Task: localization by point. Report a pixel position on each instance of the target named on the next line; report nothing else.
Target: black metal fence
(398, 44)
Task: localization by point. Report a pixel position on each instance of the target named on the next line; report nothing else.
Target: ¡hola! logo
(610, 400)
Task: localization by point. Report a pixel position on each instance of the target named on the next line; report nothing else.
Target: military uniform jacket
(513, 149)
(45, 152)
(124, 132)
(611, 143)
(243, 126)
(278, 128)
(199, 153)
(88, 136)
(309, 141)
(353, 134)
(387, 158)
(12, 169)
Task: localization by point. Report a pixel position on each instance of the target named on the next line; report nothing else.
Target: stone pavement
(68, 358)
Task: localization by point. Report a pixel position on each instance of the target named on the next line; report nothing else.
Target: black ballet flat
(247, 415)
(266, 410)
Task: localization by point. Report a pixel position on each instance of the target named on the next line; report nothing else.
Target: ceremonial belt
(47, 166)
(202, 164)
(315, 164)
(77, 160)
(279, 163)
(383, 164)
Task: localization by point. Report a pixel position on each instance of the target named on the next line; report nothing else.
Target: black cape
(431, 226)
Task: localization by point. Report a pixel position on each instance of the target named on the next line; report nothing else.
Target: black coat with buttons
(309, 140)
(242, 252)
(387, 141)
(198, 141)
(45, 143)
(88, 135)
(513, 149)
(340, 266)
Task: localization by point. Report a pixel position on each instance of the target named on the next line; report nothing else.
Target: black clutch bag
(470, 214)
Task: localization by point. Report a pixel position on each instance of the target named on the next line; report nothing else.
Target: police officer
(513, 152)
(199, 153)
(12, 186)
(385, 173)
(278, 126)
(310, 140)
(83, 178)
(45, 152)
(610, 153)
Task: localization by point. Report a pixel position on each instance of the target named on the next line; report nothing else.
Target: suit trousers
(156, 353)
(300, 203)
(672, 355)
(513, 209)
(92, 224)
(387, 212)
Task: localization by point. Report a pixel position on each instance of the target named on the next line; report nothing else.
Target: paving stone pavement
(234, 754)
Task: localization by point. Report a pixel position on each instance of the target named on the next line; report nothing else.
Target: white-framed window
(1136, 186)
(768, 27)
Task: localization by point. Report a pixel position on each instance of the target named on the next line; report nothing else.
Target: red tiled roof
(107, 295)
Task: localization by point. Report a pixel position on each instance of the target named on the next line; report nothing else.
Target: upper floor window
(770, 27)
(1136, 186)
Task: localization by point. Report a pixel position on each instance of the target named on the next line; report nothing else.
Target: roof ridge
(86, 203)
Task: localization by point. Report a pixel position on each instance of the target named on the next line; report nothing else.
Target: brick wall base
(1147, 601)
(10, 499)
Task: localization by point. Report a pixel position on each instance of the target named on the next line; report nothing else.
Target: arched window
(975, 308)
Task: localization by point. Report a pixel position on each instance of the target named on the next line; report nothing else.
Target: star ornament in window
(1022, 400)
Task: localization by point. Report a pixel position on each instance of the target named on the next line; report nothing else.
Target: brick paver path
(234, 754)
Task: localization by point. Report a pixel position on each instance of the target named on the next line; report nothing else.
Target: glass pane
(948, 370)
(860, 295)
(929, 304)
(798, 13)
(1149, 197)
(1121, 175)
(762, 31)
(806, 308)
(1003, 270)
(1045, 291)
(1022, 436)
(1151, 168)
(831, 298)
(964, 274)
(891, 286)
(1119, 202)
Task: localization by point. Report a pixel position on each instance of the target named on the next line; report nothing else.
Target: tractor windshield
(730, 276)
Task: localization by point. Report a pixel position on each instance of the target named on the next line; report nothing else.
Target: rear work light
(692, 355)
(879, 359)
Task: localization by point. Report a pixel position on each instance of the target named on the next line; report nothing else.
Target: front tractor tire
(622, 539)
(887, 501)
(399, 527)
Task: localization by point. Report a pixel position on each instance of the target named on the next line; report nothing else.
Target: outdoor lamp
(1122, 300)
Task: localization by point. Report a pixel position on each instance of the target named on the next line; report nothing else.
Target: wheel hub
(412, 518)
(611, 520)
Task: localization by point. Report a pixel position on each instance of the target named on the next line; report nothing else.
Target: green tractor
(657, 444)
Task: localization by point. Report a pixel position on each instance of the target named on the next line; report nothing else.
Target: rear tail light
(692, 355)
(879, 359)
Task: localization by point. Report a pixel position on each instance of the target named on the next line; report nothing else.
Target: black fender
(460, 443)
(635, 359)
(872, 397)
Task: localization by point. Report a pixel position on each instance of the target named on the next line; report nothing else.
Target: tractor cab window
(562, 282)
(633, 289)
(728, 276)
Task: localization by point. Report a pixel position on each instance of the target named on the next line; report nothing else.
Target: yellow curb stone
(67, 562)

------------------------------------------------------------------------

# What you are asked to do
Write down the full listing again, exactly.

# The completed task
Task: localization by point. Report a pixel position on each instance of the target named on the next line; report nothing else.
Target: black metal fence
(398, 44)
Task: localization by point. Report a pixel position on each instance of the target named on the next line; report nothing else.
Target: ¡hola! logo
(610, 400)
Task: localization by point. Report a pixel position on each instance of the target named on the next line; report nothing else.
Target: military uniform jacket
(513, 149)
(45, 152)
(124, 132)
(611, 143)
(243, 126)
(278, 128)
(199, 153)
(88, 136)
(309, 141)
(353, 134)
(387, 158)
(12, 169)
Task: localization by point. Report a pixel position on each instance of the target named on the next line; report nothing else.
Target: stone pavement
(68, 358)
Task: localization by point. Report a pixel position on each instance of the target named on the next line; report nothing else.
Target: black ballet flat
(247, 415)
(266, 410)
Task: localization by point. Report a pixel position on each instance of the target named on the next line; report nothing else.
Target: ceremonial belt
(47, 166)
(202, 164)
(315, 164)
(77, 160)
(279, 163)
(383, 164)
Task: localization by point. Report a pixel position on each instance of the target named on the next line; report nothing else.
Target: black cape
(431, 226)
Task: localization by point. Report a pixel position on each instance of the target named on the next line; report nothing else.
Target: black coat with buttons
(309, 140)
(242, 252)
(387, 141)
(198, 141)
(45, 143)
(88, 135)
(513, 149)
(340, 266)
Task: localization by point. Report a pixel position on each instance of the target named on the next line; report nothing else.
Target: black clutch bag
(470, 214)
Task: localization by point. Report a pixel position on each instance of the target named on the next line; report nothing else.
Target: police officer
(513, 152)
(199, 153)
(12, 186)
(385, 173)
(278, 126)
(310, 140)
(83, 178)
(45, 152)
(610, 153)
Task: localization by point. Report a pixel position on each instance of the target named on the next line; report nothing else.
Target: suit trousers
(156, 353)
(300, 203)
(672, 355)
(513, 209)
(92, 224)
(387, 212)
Task: localization by point. Report a pixel position on each instance of the target named on the next line; report nothing else.
Target: paving stone pavement
(234, 754)
Task: localization by point. Report a pixel position on each instance of the target named on the next line; report nothing else.
Target: white-framed window
(1136, 186)
(768, 27)
Task: localization by point. Report a pixel position on each instance of the target named on the next line; report nothing else.
Target: red tiled roof
(107, 295)
Task: localization by point. Report a pixel position on each instance of the target named on the next line; report nothing else.
Target: upper floor window
(770, 27)
(1136, 186)
Task: localization by point. Report a pixel position on each instance of the target named on the next line; report nothing else.
Target: roof ridge
(86, 203)
Task: localization by point. Report a pixel position on each instance of the target named on the next line; report nothing else.
Target: brick wall base
(1147, 601)
(10, 499)
Task: localization by point. Report a pixel position on each instance of the target named on the next line; report nothing else.
Target: arched window
(975, 308)
Task: localization by point. Report a pixel position on each instance of the target named on the next line; report nothing else.
Target: star ornament in window
(1022, 400)
Task: localization by point. Report a pixel position on each instance of the target named on the next line; report nothing else.
Target: brick paver path
(234, 754)
Task: localization by point. Report a pixel position on each instance of the target named on the next line; report nothing else.
Target: glass pane
(948, 370)
(860, 295)
(929, 304)
(798, 13)
(1149, 197)
(1121, 175)
(762, 31)
(806, 308)
(1003, 270)
(1045, 291)
(1022, 436)
(1151, 168)
(831, 298)
(964, 274)
(891, 286)
(1119, 202)
Task: localization by point. Report a pixel position on each instance of the target named on the next line; report nothing else.
Target: tractor windshield
(730, 276)
Task: localization by point. Report a pixel position on each instance of the target named on the next line; report nothing else.
Target: rear work light
(692, 355)
(879, 359)
Task: localization by point. Report a pixel position on each instance of the target named on the next line; report nothing else.
Target: front tractor tire
(622, 539)
(887, 501)
(399, 527)
Task: localization by point. Report a pixel position on each instance of the target named on the next line; report nothing else.
Target: outdoor lamp
(1122, 300)
Task: localization by point. Report a pixel position on each instance of the target named on the next line; report nothing else.
Target: wheel hub
(412, 518)
(611, 520)
Task: localization by point. Report a pixel position on each instance of the target named on the next line; report nothing else.
Target: green tractor
(657, 444)
Task: localization by point. Report a pixel position on each instance of the target named on the next line; report nothing else.
Target: rear tail light
(692, 355)
(879, 359)
Task: localization by point. Report a pixel position on each instance of the target named on the next line; report nothing else.
Target: black fender
(460, 443)
(635, 359)
(872, 397)
Task: localization by point. Report a pixel position on each instance of the target named on the next line; report nothing else.
Target: tractor cab window
(562, 282)
(633, 289)
(728, 276)
Task: localization by point. Report a pixel position on each instance of the target named on the next line; report nothing else.
Target: yellow curb stone
(67, 562)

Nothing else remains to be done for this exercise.